TASKS TO COMPLETE
**1.** In the article on building a lean data stack for a fintech, which kind of cost does PrimaryBid strongly prefer for its platform?
**2.** Pick up the article on building a lean data stack for a fintech right after its last sentence and keep writing.

Dividends from Data: Building a Lean Data Stack for a Series C Fintech

The Tech Blog

Feb 2024

10 min

Dividends from Data: Building a Lean Data Stack for a Series C Fintech

Andy Turner

+ 4 others

Never miss a story- keep up to date with the latest news and insights

At a glance

Download

It is often said that a journey of a thousand miles begins with a single step.

10 years ago, building a data technology stack felt a lot more like a thousand miles than it does today; technology, automation, and business understanding of the value of data have significantly improved. Instead, the problem today is knowing how to take the first step.

As anyone on LinkedIn with ‘data’ in their title will know, the market is saturated with suppliers of every kind. From the well known cloud service providers, to the remarkably niche, every stage in the data lifecycle is covered by dozens of technology companies, each of whom claims to have the best, most cost-efficient solution.

PrimaryBid is a category-defining business, and as such, there are no established players to follow as we choose our data technologies. Our requirements had several layers:

PrimaryBid facilitates novel access for retail investors to short dated fundraising deals in the public equity and debt markets. As such, we need a platform that can be elastic to market conditions, with a significant preference for variable over fixed cost.
PrimaryBid operates in a heavily regulated environment: we are subject to financial services regulations in each of our jurisdictions, as well as data protection regulations (including GDPR). It is therefore essential that our technology stack allows for best-in-class compliance with all applicable requirements.

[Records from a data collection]
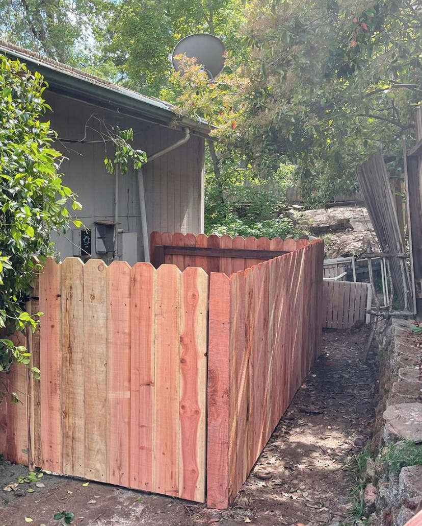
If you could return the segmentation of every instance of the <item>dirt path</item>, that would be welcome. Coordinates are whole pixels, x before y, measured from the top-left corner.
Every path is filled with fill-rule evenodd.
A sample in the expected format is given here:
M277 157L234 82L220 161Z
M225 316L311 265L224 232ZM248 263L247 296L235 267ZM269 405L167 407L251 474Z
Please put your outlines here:
M374 418L373 367L360 361L367 330L326 332L324 352L297 394L231 508L220 512L174 499L45 475L28 493L0 489L0 526L56 525L56 511L80 526L260 526L341 522L351 480L343 468L367 440ZM0 487L27 473L0 466ZM18 494L21 493L22 494Z

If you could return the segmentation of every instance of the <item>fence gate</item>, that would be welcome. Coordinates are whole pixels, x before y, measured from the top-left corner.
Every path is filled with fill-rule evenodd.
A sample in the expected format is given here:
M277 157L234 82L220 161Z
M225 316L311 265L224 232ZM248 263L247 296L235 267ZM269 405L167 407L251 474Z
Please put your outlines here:
M202 269L49 261L42 381L16 368L35 403L0 409L8 460L204 502L207 299Z

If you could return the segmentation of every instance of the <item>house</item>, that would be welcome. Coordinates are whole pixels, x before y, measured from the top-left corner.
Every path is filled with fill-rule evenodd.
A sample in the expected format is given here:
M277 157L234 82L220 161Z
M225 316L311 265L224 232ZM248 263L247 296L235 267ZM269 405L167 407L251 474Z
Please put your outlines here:
M202 232L206 123L182 116L176 107L107 80L0 41L0 53L44 75L46 118L57 134L54 147L64 156L64 183L79 196L82 229L56 241L69 256L149 260L153 230ZM106 126L133 130L133 147L146 152L142 170L115 177L106 170L113 158ZM116 198L115 199L115 198ZM143 218L143 221L142 220Z

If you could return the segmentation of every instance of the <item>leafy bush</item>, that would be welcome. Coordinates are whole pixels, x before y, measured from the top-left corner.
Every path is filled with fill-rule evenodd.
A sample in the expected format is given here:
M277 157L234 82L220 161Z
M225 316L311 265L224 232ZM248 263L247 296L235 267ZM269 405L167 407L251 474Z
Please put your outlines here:
M49 108L46 87L39 74L0 56L0 372L6 373L14 362L30 366L29 353L9 337L36 327L25 305L46 257L54 254L51 231L65 232L72 220L81 224L66 208L81 206L57 173L60 154L50 146L49 123L42 122Z
M422 444L410 440L391 444L382 450L379 460L388 466L390 471L396 474L406 466L422 466Z
M235 166L225 167L219 185L208 166L205 177L205 233L273 238L298 235L281 215L293 167L270 180L236 179Z

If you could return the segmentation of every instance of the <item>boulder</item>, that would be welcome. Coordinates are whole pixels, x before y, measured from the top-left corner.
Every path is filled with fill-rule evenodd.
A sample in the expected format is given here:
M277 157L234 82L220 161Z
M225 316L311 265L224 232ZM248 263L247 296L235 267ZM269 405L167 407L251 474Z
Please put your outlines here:
M420 382L419 377L418 367L402 367L398 370L398 379L400 380L407 380L411 382Z
M397 394L410 400L416 400L421 394L421 387L422 383L420 382L395 382L391 389L391 393L393 396Z
M400 498L422 499L422 466L410 466L400 472L398 482Z
M377 489L372 482L366 485L363 494L363 500L366 509L370 511L373 511L375 509L377 494Z
M405 439L422 441L422 403L399 403L384 412L384 440L386 443Z
M402 506L398 510L398 512L394 513L393 526L405 526L406 523L409 521L414 515L414 511L409 510L406 506Z

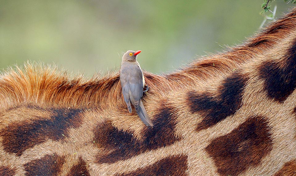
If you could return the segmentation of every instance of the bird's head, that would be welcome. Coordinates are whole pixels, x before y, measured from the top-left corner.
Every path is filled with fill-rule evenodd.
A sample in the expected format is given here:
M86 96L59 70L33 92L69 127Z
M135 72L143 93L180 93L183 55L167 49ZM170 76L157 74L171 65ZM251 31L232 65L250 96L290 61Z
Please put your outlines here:
M137 55L142 51L140 50L135 52L131 50L129 50L124 53L122 56L122 61L135 61L137 59Z

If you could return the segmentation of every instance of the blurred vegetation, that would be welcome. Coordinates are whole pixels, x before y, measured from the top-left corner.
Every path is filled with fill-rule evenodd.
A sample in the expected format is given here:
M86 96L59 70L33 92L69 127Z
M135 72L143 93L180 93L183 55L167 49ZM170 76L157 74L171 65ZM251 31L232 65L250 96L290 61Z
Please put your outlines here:
M172 71L252 36L264 18L262 3L0 0L0 68L40 61L91 76L117 70L131 49L142 50L143 69ZM286 4L273 2L275 18L294 5Z

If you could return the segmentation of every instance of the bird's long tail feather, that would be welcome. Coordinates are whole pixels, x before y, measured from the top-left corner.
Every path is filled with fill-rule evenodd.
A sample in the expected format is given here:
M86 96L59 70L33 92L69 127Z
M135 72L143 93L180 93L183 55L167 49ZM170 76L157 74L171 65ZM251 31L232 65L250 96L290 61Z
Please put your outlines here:
M144 108L144 105L142 103L142 101L140 100L140 108L139 111L137 111L137 113L138 115L140 117L140 119L142 120L142 121L146 125L149 127L153 127L154 125L152 123L151 120L148 117L148 114L145 110L145 108Z

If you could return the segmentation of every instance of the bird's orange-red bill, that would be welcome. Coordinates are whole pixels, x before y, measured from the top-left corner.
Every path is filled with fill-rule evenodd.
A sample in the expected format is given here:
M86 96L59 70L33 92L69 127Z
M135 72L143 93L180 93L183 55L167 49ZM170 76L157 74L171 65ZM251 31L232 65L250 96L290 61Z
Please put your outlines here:
M138 51L136 51L136 53L135 53L134 54L134 56L137 56L137 55L138 54L139 54L139 53L141 53L141 52L142 52L142 51L141 51L141 50L138 50Z

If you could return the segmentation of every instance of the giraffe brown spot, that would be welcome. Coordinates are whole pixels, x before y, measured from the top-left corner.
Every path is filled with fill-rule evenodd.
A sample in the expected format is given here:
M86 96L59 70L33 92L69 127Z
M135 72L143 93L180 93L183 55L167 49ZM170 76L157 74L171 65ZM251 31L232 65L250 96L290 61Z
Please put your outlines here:
M79 158L78 163L73 166L70 169L67 176L90 176L88 166L82 158Z
M233 73L223 80L217 96L195 91L189 92L188 102L191 112L201 113L204 116L197 125L197 131L214 125L240 108L247 79L238 73Z
M97 162L114 163L130 158L148 150L156 149L173 144L180 139L175 134L176 117L173 109L163 104L153 122L153 127L145 127L141 140L137 140L132 133L119 130L111 123L99 125L94 130L93 140L104 153L98 154Z
M213 139L205 150L220 175L238 175L260 164L273 142L265 118L251 117L229 133Z
M286 162L274 176L293 176L296 175L296 160Z
M0 166L0 175L12 176L14 175L15 174L15 171L14 169L11 169L7 166Z
M0 131L4 150L20 156L26 149L43 143L49 139L58 141L68 137L70 127L80 125L80 109L52 109L53 115L49 119L33 122L25 121L10 124Z
M187 169L187 156L181 155L168 157L157 161L154 164L133 172L125 173L120 176L150 176L167 175L186 176Z
M296 88L296 41L286 56L283 63L267 61L259 68L268 96L280 102L285 101Z
M64 161L64 157L61 157L56 154L53 156L47 154L40 159L25 164L25 174L28 176L60 175Z

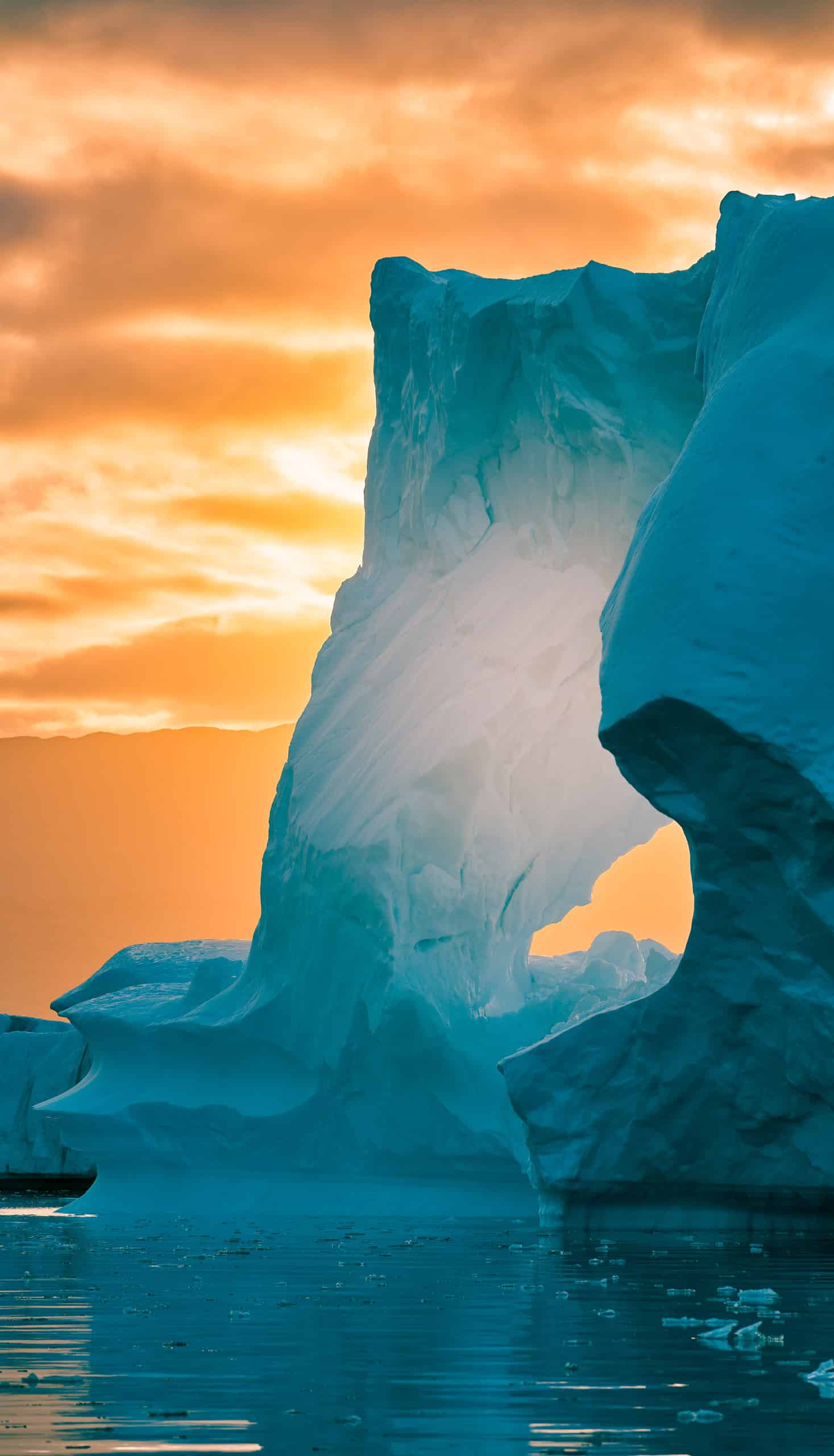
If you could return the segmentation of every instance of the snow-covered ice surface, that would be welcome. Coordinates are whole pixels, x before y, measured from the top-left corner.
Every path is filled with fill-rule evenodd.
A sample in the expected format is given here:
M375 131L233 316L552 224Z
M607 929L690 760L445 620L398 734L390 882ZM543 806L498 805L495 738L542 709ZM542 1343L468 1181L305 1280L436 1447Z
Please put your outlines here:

RESULTS FOR EACH TASK
**1.** Variable cost over fixed cost.

**2.**
PrimaryBid handles many types of sensitive data, including Personally identifiable information (PII), market sensitive/insider information and proprietary Intellectual Property (IP). Information security is therefore a critical requirement.
A part of PrimaryBid’s IP is our ability to forecast retail investor demand for a transaction using our proprietary and unique data assets. As a result, our stack must include a scalable machine learning environment, with a diverse set of market, partner, and customer model features.
As a Series C business with international ambitions, the technologies we pick have to scale exponentially as we do, and be globally available as we set our sights on geographic expansion.
As a category creator, we need to be able to understand our market, our customers, and our partners in near-real time, keeping us competitive and user-focused.
And, perhaps the biggest cliche, we needed all of the above for as low a cost as possible, with the ability to pivot easily as our strategy develops.

Over the last 12 months, we have built a lean, secure, low-cost solution to the challenges above. We’ve picked suppliers and partners that are a great fit for us, and we have been hugely impressed by the quality of tech available to data teams now, compared with only a few years ago.

‍

The 30,000 foot view

The 30,000 foot view will not surprise any data professional. We gather data from various sources, structure it into something useful, surface it in a variety of ways, and combine it together into models that we expose to our products and services. Throughout this process, we monitor data quality, ensure data privacy, and send alerts to our team when things break.

Figure 2: High Level summary of our data stack

Data gathering and transformation

For getting raw data into our data platform, we wanted technology partners whose solutions were low-code, fast, scalable, and OpEx driven; as data provides a significant competitive advantage in a new category, we wanted to be able to extract information from a wide variety of sources.

The (now classic) combination of FiveTran and dbt were our picks to meet our needs.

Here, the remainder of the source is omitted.